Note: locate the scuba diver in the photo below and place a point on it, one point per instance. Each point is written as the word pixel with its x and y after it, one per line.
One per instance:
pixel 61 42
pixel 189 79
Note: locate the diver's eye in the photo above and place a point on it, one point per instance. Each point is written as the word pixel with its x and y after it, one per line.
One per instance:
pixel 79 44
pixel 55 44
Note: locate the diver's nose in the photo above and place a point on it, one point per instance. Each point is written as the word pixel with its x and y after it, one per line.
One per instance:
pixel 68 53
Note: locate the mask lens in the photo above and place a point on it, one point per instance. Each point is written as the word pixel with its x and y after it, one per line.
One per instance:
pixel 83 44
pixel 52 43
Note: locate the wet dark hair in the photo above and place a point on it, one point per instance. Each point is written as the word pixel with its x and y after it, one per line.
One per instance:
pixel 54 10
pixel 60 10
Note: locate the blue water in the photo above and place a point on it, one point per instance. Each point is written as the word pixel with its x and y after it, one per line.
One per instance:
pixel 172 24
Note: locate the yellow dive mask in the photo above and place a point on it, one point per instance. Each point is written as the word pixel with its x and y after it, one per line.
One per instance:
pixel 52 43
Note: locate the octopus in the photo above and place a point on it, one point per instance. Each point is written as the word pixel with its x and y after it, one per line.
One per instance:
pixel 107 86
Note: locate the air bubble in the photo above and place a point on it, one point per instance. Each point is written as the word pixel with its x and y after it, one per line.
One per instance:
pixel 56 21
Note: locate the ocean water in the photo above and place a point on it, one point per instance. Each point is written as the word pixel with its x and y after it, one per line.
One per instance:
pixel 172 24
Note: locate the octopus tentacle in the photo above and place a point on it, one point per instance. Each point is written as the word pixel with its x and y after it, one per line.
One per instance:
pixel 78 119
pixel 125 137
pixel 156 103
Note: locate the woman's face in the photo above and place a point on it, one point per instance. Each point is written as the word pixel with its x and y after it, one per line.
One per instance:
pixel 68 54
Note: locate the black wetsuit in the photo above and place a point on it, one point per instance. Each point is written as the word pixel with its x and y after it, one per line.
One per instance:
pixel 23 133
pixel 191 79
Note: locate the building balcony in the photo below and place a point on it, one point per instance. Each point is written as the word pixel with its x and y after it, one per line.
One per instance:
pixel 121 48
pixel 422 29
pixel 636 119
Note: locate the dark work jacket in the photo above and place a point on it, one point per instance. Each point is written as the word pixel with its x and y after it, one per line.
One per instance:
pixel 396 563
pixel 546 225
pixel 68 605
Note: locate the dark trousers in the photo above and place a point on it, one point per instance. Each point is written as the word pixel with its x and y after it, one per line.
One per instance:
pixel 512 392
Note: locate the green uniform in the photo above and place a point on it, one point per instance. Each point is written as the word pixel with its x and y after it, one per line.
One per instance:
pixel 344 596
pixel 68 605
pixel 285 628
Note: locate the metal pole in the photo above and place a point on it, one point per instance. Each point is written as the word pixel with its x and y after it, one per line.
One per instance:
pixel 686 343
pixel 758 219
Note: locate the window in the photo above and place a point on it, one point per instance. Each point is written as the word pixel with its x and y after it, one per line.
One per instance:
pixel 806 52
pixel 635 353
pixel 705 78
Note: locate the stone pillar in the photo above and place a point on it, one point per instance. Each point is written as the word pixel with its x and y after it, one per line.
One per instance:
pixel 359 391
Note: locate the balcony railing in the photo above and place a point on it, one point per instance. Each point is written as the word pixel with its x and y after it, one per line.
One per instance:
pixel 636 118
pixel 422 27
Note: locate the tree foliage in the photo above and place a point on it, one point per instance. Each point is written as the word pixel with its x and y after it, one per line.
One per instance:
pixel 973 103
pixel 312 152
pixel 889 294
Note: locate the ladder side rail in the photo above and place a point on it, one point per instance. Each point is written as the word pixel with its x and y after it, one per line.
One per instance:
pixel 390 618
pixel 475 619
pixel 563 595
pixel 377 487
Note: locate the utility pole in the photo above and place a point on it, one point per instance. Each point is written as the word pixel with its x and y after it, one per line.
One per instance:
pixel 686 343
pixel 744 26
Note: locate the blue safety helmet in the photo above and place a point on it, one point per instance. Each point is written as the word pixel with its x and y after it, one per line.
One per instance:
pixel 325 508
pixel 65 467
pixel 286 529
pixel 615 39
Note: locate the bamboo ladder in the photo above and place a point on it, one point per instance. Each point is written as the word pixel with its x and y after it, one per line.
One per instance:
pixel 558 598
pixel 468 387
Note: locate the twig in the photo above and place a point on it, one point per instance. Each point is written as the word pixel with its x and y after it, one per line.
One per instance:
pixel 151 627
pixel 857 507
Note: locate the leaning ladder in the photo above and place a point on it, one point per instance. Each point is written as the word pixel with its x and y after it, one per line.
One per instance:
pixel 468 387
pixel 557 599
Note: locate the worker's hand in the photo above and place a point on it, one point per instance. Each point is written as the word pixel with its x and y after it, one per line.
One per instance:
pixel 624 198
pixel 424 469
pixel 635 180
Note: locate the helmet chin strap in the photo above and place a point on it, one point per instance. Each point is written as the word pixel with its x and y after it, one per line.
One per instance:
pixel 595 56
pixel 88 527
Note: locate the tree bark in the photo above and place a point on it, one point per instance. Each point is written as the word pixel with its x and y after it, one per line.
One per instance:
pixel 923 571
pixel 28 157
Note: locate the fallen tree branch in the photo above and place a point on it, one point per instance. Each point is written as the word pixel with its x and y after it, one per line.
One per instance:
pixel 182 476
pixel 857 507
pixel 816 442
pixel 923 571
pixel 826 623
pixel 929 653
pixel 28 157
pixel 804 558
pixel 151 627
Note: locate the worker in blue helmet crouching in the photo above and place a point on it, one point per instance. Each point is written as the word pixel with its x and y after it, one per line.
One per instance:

○ ○ ○ ○ ○ ○ ○

• Aim of the task: Write out all of the material above again, swapping every "place a point on it" for "mark it with a point". Leave everything else unchanged.

• Response to the exercise:
Note: locate the scuba diver in the photo below and mark it with a point, one point per instance. Each point is written as the word pixel with its x and y after it, one per line.
One per instance:
pixel 61 42
pixel 189 79
Note: locate the diver's eye in the photo above and mark it with a point, one point per instance. Each point is written as the word pixel with its x and y after it, one per line.
One per instance:
pixel 79 44
pixel 55 44
Note: locate the diver's nose in the photo above and mark it with a point, one point per instance. Each point is written as the word pixel with its x and y after it, one per line.
One per instance:
pixel 68 53
Note: locate the mask lens in the photo above and mark it with a point, one point per instance. Each point is written as the word pixel with its x and y after it, one per line.
One per instance:
pixel 83 44
pixel 52 43
Note: locate the wet dark hair in the photo above and mark it with a point, one point per instance. Each point is written as the word pixel with its x and y after it, one per line.
One per instance:
pixel 54 10
pixel 60 10
Note: locate the blue water in the photo above and mark it with a point, one point per instance. Each point is written as the word pixel with its x and y after it, one per line.
One per instance:
pixel 172 24
Note: locate the yellow dive mask in the photo above and mark it with a point, one point per instance. Each point is written as the word pixel with its x and y after it, one per line.
One per instance:
pixel 52 43
Note: locate the octopus in the photo above and mark it with a point, one point per instance. Each point is written as the word pixel with its x and y after it, one per line.
One per instance:
pixel 107 86
Note: locate the air bubble in the photo above and mark it with a point, one point per instance. Each point is written as the word pixel with its x and y after it, one per line.
One per instance:
pixel 56 21
Note: locate the ocean water in the photo above and mark it with a point, one point per instance. Each point is written as the word pixel with its x and y after it, one per line.
One per instance:
pixel 172 24
Note: locate the octopus tentacle in the photo above and mark it with a point, one point per instance. Each point is written as the word pixel with its x and y after it, one per line.
One per instance:
pixel 78 119
pixel 125 137
pixel 156 103
Note: locate the woman's face in the photo above and mark it with a point, one point per instance. Each point is written as the word pixel with its x and y after it, one per line.
One per instance:
pixel 68 54
Note: locate the black wetsuit in the photo above and mark it with a point, one point per instance. Each point is written as the word pixel with its x and y after it, one per line.
One per instance:
pixel 23 133
pixel 191 79
Note: locate the building balcony in the photo below and mark it with a point, one point per instance. Each point is written as the word pixel with its x and y after it, one per line.
One per instance:
pixel 121 48
pixel 422 29
pixel 636 119
Note: locate the dark work jacket in the photo above and mark it with a point, one point per instance. Each point is written as the word pixel with its x and y after it, one per line.
One per instance:
pixel 396 563
pixel 546 225
pixel 68 605
Note: locate the dark trousers in the photo above and mark it with a point, one point per instance. Each point is written as the word pixel with its x and y after it, one per line.
One per instance:
pixel 512 392
Note: locate the green uniform in the photo above and mark it with a point, one point per instance. Each point is written as the word pixel with its x and y after it, one per line.
One per instance:
pixel 344 596
pixel 68 605
pixel 285 628
Note: locate the metal pole in the photo above and mark it with a point, one point per instance. Each point is written as the word pixel with its x and y after it, one per line.
One per instance:
pixel 686 343
pixel 758 219
Note: locate the window in the photo above and mark it with a point, one point per instance. Each point is written as the word pixel with its x and y after it, one per line.
One per instance:
pixel 806 52
pixel 635 353
pixel 705 78
Note: locate the stone pillar in the photo above and mark it with a point, one point per instance. Each point is written as the word pixel with its x and y after it, one per line.
One per instance:
pixel 359 391
Note: locate the balcony railing in the photo above and mark it with a point, one point per instance. Each point is written as the word pixel with its x and y after it, one per line.
One per instance:
pixel 636 118
pixel 422 27
Note: locate the tree foliage in the photo above and mark it with a point, one point per instance. Each point is written as the word pixel with its x and y after it, one per line.
One per instance:
pixel 973 103
pixel 312 152
pixel 889 294
Note: locate the ladder side rail in the photo above and mark it with a point, one point per instance. Each point is written as the word pixel with its x and y after it, one per line.
One per instance:
pixel 390 618
pixel 475 619
pixel 563 595
pixel 377 487
Note: locate the utility pole in the photo above and mark it with a point, one point per instance. Each point is written as the word pixel with its x and y after it, one per line.
One per instance:
pixel 686 343
pixel 744 26
Note: locate the blue safety helmet in the photo above and mark it with a point, one point per instance. Each point is written as the word pixel with its x and y after it, one per line.
One per instance:
pixel 325 508
pixel 65 467
pixel 286 529
pixel 615 39
Note: locate the bamboo ladder in the photo above and mark it with a point, one point per instance. Each point is written as the word pixel with its x and y after it, one per line.
One per instance:
pixel 558 598
pixel 468 387
Note: locate the twig in the photo above and mark it with a point, one point per instance. Each point is written as the word pixel with its x and y after it, one per line.
One per instance:
pixel 151 627
pixel 857 507
Note: locate the leaning ladder in the photo above and mark it with a point, one point per instance. Each point is written as the word pixel with its x and y after it, one per line.
One per instance:
pixel 468 387
pixel 557 599
Note: locate the worker's hand in the photo above and mark it with a point, one point per instance. Each point is written as the word pixel with its x and y after it, one per line.
One per instance:
pixel 624 198
pixel 424 469
pixel 635 180
Note: locate the helmet chin strap in the photo above and mark it with a point, one point per instance. Each point is written as the word pixel with its x and y after it, one per line.
One per instance:
pixel 595 56
pixel 88 527
Note: locate the tree bark in the photo above and mark it with a point, one point per instance. Each point is written as the word pixel with its x and y after it, one per line.
One per instance:
pixel 923 571
pixel 28 157
Note: locate the fallen tree branch in the photo above and mark it with a point, one point per instance. Each point is written as the word pixel with its x and y after it, one per line.
One per instance:
pixel 182 476
pixel 857 507
pixel 816 442
pixel 923 571
pixel 826 623
pixel 929 653
pixel 28 157
pixel 804 558
pixel 151 627
Note: locate the worker in blue helmet crouching in the photo above and mark it with a point, one point per instance. Each point is written as the word pixel with its x and y after it, one per line.
One per instance:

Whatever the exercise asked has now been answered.